### ТЕКСТ
Что такое «собственность»? — страница 79 из 90

Других не существует.

Они составляют силы духовного мира и мира экономического.

Что же освещает и упрочивает их?

СПРАВЕДЛИВОСТЬ!

Самолюбие и принцип справедливости:

Чем более я сознаю свою красоту, тем более я уважаю себя.

Чем сильнее я люблю, тем сильнее мое желание нравиться и тем более я уважаю себя; но чем более я уважаю себя, тем справедливее.

Все чувствуют себя сильными, повторяя старое, как мир, избитое правило, что любовь управляет людьми, что она торжествует над героем, точно так же, как и над рабом, над мудрым, точно так же, как и над невеждой, что ее могущество непреодолимо, неизбежно.

Существует еще много роковых и непреодолимых влияний! Что же доказывается этим?

### ИСХОДНЫЕ ДАННЫЕ
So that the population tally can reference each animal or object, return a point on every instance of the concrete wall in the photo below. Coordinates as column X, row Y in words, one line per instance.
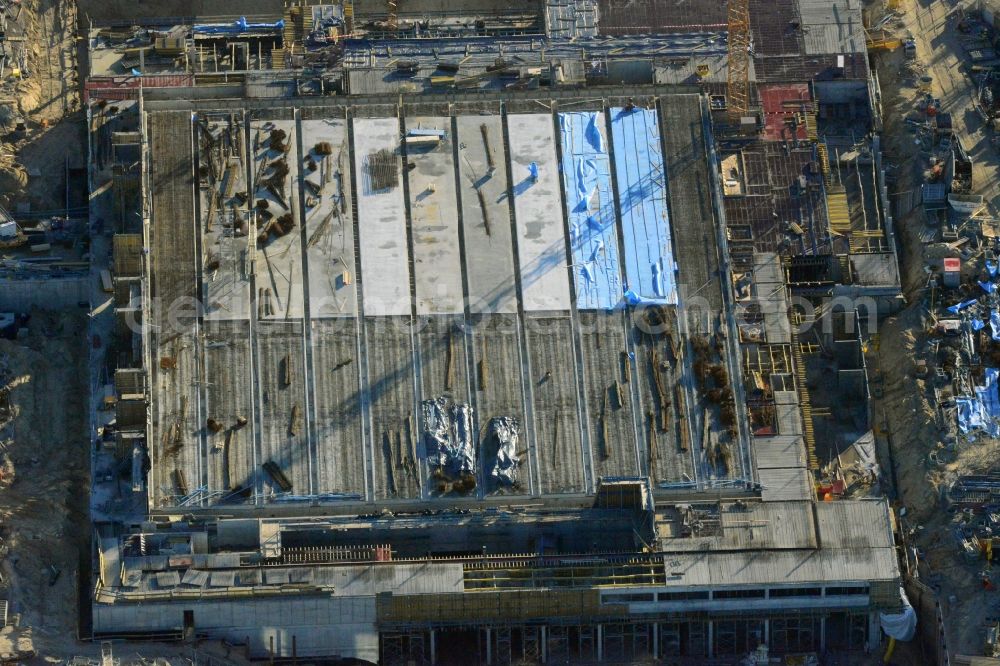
column 51, row 294
column 318, row 625
column 124, row 11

### ЗАДАНИЕ
Перечислите всех, над кем, согласно старому правилу из текста о собственности, торжествует любовь. Отвечайте только по тексту.

### ОТВЕТ
Герой, раб, мудрый и невежда.